- **DATA ROWS**
-=-=-
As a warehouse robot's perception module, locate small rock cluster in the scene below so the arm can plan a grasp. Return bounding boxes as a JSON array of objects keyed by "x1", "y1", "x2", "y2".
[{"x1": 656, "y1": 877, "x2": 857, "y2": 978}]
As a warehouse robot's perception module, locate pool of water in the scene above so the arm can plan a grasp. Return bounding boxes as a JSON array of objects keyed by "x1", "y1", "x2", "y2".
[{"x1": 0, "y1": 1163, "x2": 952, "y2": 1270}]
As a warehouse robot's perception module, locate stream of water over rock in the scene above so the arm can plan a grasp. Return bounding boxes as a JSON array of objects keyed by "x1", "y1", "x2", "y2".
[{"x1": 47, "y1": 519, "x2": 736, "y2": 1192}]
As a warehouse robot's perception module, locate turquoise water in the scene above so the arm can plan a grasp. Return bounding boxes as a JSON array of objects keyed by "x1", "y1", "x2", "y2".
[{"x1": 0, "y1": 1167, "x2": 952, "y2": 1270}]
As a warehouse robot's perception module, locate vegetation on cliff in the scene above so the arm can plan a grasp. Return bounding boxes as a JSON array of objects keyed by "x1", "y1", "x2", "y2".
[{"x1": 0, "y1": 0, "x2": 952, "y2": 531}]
-=-=-
- **YOUR GOAL**
Copy all the rows above word for word, with no changes.

- **THE COMPLETED TASK**
As a warehouse robot's perception module, locate small rock cluster in the scene below so the arm can plan a grasp. Return bounding boxes as a JSON array of objects keyed by "x1", "y1", "x2", "y2".
[{"x1": 656, "y1": 877, "x2": 857, "y2": 978}]
As a warehouse robot's perception module, locate pool of water in the scene above so the arm can plan a grasp. Return bounding boxes as a JSON array of objects keyed by "x1", "y1", "x2", "y2".
[{"x1": 0, "y1": 1163, "x2": 952, "y2": 1270}]
As a warehouse robot's perception module, locate stream of water over rock in the scene above so the arm can plan a grasp. Return bounding boxes as a JSON array of objects keyed by "x1", "y1", "x2", "y2".
[{"x1": 47, "y1": 519, "x2": 736, "y2": 1192}]
As a warehouse robot's perception module, locate turquoise water in the scene above so the arm can plan a grasp. Return bounding boxes as a JSON array of objects keyed by "x1", "y1", "x2", "y2".
[{"x1": 0, "y1": 1167, "x2": 952, "y2": 1270}]
As a warehouse robot's perception module, locate vegetation on cliff in the scene above so the arm can plan a grasp. Return bounding boxes as a JSON array of objects keyed by "x1", "y1", "x2", "y2".
[{"x1": 0, "y1": 0, "x2": 952, "y2": 531}]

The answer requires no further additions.